+++ Information given +++

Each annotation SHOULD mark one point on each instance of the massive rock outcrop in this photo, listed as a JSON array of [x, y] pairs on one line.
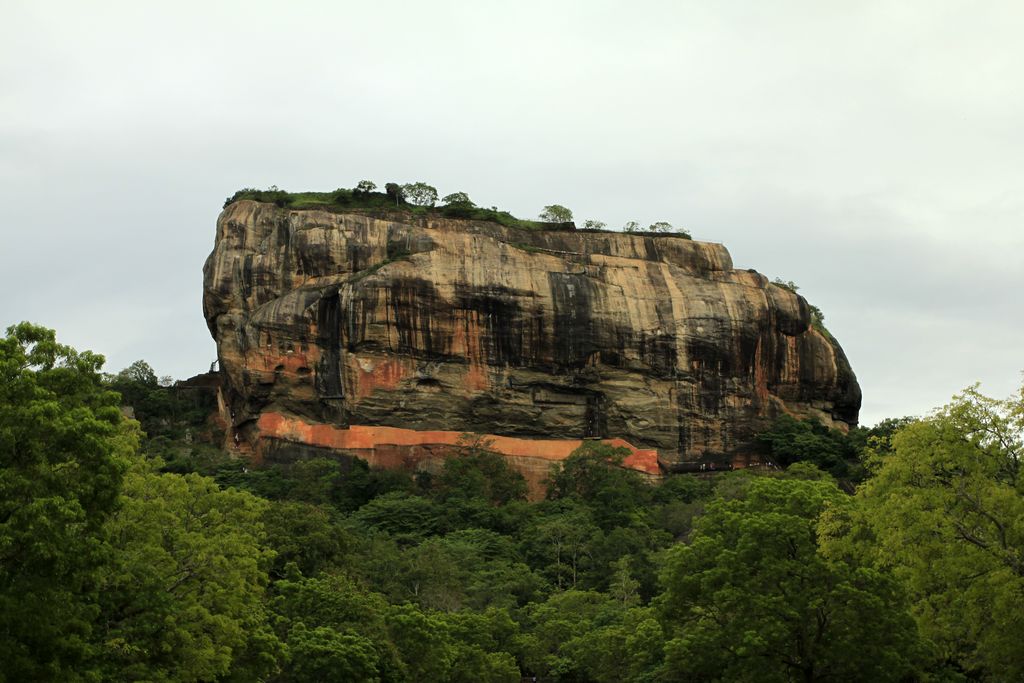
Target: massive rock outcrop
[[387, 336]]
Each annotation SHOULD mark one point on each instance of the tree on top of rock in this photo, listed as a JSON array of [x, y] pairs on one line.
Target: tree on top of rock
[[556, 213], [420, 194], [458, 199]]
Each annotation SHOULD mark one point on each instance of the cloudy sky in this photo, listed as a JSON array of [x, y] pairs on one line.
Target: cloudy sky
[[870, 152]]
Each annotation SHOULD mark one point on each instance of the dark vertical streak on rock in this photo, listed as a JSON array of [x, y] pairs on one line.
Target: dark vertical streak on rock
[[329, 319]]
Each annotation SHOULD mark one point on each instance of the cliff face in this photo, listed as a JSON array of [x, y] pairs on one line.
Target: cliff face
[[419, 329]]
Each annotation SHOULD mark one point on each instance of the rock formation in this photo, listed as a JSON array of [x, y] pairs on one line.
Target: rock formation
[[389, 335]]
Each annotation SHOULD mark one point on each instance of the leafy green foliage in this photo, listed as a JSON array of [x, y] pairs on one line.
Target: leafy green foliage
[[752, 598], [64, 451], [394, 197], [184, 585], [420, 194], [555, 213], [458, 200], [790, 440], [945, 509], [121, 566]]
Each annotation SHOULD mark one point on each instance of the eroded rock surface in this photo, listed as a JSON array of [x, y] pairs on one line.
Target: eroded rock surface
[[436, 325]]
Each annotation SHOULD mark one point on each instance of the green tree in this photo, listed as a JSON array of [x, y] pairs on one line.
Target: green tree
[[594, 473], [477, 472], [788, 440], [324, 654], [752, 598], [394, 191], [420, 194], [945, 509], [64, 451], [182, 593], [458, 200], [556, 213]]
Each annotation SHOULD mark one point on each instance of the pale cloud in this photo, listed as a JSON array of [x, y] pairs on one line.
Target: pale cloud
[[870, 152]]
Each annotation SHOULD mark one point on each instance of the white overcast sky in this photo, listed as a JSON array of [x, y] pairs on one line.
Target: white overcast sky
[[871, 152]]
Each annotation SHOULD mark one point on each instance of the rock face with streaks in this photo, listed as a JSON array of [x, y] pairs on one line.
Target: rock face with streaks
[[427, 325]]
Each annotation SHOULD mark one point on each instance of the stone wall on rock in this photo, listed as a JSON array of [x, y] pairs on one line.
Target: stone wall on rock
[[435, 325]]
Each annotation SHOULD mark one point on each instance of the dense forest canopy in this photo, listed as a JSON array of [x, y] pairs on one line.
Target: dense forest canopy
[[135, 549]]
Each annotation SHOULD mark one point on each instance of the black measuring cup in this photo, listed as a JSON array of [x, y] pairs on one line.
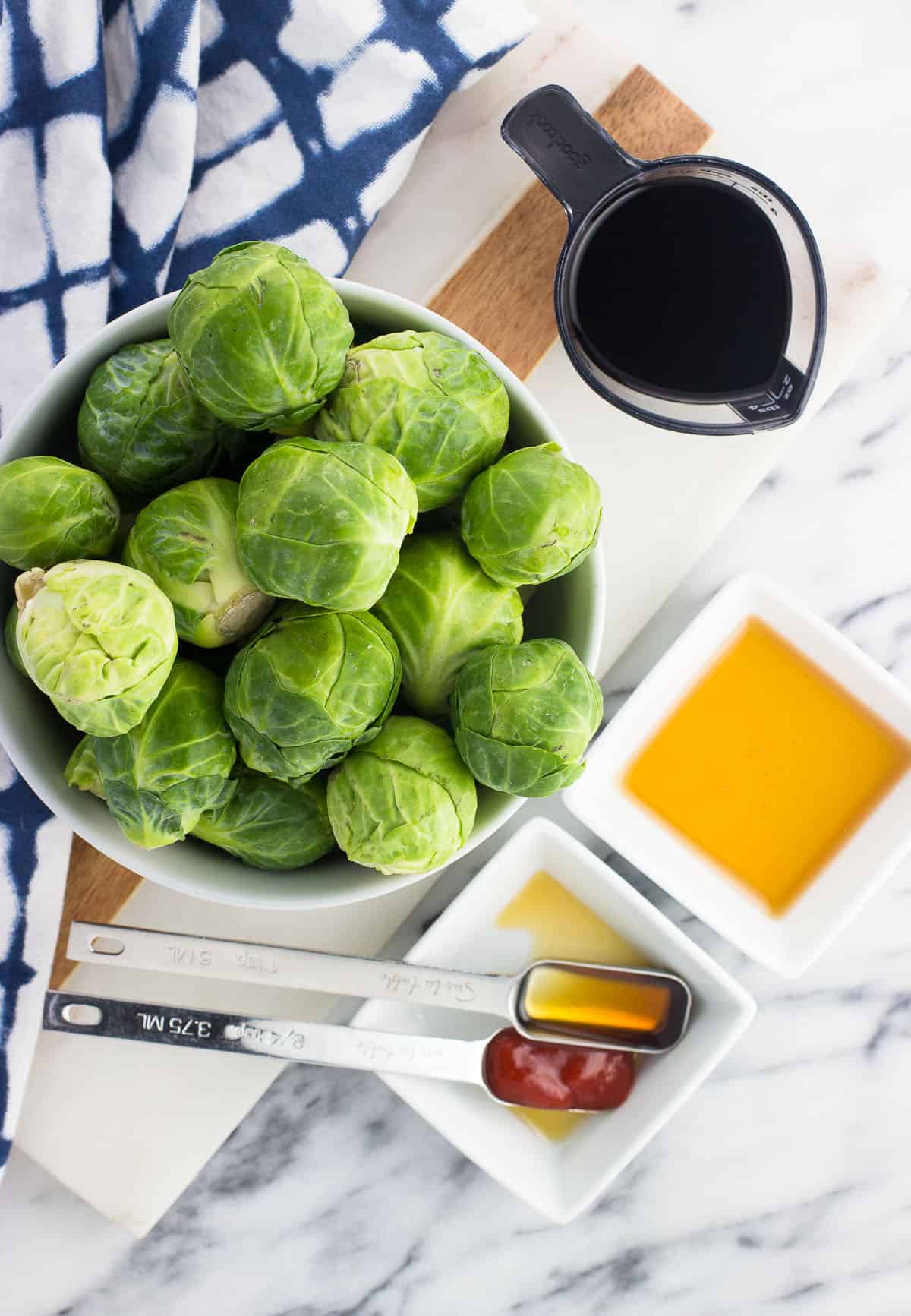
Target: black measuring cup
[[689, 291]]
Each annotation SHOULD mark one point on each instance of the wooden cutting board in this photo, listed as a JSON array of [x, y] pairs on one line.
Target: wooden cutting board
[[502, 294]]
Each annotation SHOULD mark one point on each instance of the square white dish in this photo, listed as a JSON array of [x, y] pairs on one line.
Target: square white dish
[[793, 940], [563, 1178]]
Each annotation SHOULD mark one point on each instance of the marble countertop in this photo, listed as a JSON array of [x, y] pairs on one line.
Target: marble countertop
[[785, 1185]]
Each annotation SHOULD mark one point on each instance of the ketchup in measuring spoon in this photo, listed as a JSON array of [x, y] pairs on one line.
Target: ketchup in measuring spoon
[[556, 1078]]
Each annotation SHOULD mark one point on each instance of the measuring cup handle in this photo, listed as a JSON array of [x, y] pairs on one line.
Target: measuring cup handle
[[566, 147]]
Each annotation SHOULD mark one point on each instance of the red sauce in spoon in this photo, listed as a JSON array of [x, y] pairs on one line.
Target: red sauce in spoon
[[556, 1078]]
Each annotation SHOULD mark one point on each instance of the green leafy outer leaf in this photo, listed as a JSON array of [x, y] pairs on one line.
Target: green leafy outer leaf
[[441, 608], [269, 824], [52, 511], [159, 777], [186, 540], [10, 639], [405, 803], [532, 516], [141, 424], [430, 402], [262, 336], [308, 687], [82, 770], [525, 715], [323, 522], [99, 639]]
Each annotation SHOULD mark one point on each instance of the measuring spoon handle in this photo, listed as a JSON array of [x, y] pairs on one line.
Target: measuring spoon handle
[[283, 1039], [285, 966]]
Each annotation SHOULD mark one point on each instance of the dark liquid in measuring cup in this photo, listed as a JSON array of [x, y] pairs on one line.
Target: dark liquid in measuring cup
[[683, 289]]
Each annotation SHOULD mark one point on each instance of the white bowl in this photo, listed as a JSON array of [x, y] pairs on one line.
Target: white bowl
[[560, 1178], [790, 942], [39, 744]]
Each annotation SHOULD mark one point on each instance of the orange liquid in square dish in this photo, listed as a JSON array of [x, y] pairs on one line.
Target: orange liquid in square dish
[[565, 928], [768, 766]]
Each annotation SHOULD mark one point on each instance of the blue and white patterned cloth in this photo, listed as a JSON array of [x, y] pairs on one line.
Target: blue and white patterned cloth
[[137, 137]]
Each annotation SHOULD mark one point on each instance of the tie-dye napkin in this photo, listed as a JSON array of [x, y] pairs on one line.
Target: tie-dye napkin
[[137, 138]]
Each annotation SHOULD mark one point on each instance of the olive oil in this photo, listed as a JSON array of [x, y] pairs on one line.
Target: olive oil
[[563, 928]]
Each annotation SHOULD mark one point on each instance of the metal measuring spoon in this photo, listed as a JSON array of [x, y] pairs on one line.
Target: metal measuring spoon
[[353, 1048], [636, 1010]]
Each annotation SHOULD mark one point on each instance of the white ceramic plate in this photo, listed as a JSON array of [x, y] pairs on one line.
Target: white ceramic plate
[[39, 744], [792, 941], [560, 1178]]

+++
+++ Information given +++

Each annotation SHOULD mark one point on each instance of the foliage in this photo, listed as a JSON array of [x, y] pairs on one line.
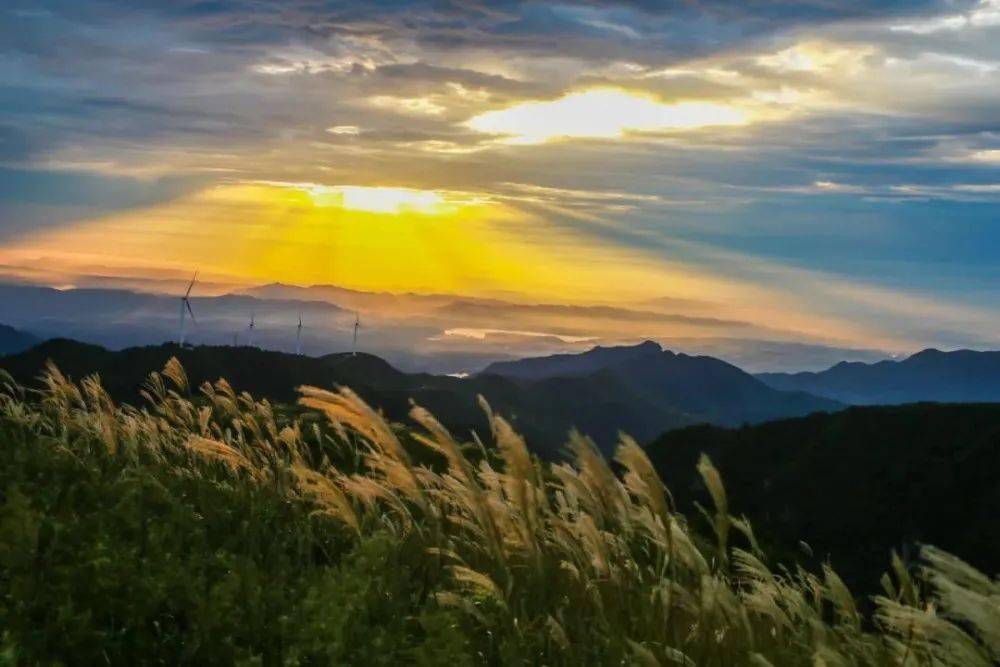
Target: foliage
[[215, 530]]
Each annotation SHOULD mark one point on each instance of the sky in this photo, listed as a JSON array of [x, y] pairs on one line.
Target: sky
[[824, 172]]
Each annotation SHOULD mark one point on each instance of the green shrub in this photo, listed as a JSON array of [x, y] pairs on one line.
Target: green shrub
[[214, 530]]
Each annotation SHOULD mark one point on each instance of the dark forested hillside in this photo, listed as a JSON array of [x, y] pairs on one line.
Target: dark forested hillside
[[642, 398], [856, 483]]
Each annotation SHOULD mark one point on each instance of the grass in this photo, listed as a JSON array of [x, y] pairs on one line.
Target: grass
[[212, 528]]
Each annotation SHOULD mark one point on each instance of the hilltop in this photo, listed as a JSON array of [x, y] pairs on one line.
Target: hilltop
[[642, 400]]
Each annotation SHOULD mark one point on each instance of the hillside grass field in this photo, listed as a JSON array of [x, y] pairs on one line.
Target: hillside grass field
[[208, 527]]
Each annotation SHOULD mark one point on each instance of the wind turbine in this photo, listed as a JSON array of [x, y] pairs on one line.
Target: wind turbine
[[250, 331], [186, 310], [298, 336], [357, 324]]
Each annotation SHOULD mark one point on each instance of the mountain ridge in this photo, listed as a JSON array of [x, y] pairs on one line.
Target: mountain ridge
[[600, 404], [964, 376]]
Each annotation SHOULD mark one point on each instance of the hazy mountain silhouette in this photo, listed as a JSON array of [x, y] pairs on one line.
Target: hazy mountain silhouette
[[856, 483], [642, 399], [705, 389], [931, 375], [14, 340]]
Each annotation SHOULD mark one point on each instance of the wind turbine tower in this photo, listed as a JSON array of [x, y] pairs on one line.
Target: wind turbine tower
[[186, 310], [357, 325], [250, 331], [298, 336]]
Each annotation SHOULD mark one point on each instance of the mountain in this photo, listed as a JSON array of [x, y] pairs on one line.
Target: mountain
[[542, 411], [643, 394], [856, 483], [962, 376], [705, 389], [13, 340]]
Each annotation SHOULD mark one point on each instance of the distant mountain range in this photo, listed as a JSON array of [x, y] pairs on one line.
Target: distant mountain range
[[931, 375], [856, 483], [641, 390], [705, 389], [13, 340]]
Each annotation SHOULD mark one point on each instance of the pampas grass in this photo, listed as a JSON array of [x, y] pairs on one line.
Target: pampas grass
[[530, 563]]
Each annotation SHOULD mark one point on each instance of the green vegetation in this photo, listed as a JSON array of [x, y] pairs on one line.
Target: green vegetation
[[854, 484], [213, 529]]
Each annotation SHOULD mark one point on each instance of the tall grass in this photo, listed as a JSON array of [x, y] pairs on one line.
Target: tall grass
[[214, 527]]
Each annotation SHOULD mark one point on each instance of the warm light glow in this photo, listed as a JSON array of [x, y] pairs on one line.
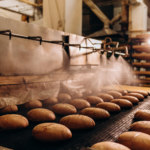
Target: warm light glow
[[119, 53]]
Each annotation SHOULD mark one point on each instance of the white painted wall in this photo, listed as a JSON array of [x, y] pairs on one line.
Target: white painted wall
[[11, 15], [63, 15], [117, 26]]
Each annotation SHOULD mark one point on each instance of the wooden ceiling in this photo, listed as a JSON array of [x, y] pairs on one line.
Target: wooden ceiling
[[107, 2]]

+++

The answer is the run of lines above from the line containing "of the hillside" through the line containing "of the hazy", copied exactly and alone.

Each annotation SHOULD mark one point on each instance of the hillside grass field in this photo, listed as a JSON array of [x, y] pairs on one line.
Target: hillside grass field
[[208, 527]]
Each annotation SHOULD mark one point on each instance of the wind turbine in this photo, listed as a JSON array of [x, y] pairs on one line.
Target: wind turbine
[[250, 331], [186, 310], [298, 336], [357, 324]]
Each annotation SHOULD mark one point on each instance of the mountain ridge in this photo, listed as a JSON array of [x, y] pairs on one line.
Target: mountain ridge
[[600, 404], [964, 376]]
Each annotation SHOULD mark one point on each instance of the hazy mountain silhouette in this photo, listed as a JSON array of [x, y] pairs on one line.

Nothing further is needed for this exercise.